--- WORK REQUEST ---
Reproduce the Tequila Sunrise text word for word, from "Sausalito - Tequila" up to and including "never stir it.".

--- PASSAGE ---
Sausalito - Tequila Highball - c. 1972

Tequila Sunrise

Tequila, orange juice, and a slow pour of grenadine that sinks through the glass and bleeds gold to crimson. The gradient is the whole trick - so you build it and never stir it.

Tequila Sunrise cocktail
Tequila Orange Juice Grenadine Built Highball

The Tequila Sunrise earns its name on looks alone: a gold-to-crimson fade that mimics a desert dawn, achieved with nothing more clever than letting grenadine sink to the bottom of the glass. The modern drink is barely a recipe - tequila, orange juice, and a half-ounce of grenadine poured last - which is exactly why a generation of serious bartenders waved it off as a sugary tourist drink. They were half right and half wrong. Made with fresh juice and a restrained hand on the grenadine, it is a clean, easy highball that happens to look like a sunset.

--- ENTRIES SHOWN ---
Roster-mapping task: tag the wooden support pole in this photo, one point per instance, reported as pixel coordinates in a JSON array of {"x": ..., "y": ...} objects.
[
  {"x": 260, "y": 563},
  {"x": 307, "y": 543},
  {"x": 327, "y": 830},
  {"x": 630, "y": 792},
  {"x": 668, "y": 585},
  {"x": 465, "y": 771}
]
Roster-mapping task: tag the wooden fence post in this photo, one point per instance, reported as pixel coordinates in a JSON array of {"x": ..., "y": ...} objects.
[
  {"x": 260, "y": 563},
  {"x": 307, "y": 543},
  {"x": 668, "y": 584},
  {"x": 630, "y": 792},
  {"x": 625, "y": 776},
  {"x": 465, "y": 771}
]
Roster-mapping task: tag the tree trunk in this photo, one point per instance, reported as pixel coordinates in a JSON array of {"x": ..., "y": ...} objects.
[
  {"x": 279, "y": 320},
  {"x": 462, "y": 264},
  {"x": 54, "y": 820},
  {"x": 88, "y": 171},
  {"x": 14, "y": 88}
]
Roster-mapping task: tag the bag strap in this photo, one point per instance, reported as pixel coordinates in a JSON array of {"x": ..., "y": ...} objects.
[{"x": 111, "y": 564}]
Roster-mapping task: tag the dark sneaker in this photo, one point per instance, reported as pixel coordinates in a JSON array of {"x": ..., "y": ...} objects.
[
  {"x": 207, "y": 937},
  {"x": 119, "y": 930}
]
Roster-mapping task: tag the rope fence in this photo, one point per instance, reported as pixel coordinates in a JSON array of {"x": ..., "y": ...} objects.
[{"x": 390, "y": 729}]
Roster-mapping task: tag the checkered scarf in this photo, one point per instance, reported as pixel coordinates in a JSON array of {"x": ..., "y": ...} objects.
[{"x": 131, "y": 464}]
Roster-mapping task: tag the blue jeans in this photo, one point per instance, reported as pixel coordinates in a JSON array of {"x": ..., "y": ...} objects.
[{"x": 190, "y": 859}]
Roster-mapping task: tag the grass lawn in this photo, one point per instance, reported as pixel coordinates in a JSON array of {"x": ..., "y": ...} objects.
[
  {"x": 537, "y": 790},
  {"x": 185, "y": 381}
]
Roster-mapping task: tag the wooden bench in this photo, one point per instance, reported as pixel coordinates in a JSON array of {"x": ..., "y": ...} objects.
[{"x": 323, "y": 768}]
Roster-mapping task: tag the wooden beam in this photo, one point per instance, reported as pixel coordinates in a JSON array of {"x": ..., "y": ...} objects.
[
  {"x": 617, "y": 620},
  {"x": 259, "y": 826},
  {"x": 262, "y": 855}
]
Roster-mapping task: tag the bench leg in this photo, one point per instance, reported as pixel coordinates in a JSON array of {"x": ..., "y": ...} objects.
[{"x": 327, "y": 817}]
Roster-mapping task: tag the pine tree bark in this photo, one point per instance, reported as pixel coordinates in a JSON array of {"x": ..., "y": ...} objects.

--- TASK OUTPUT ---
Sausalito - Tequila Highball - c. 1972

Tequila Sunrise

Tequila, orange juice, and a slow pour of grenadine that sinks through the glass and bleeds gold to crimson. The gradient is the whole trick - so you build it and never stir it.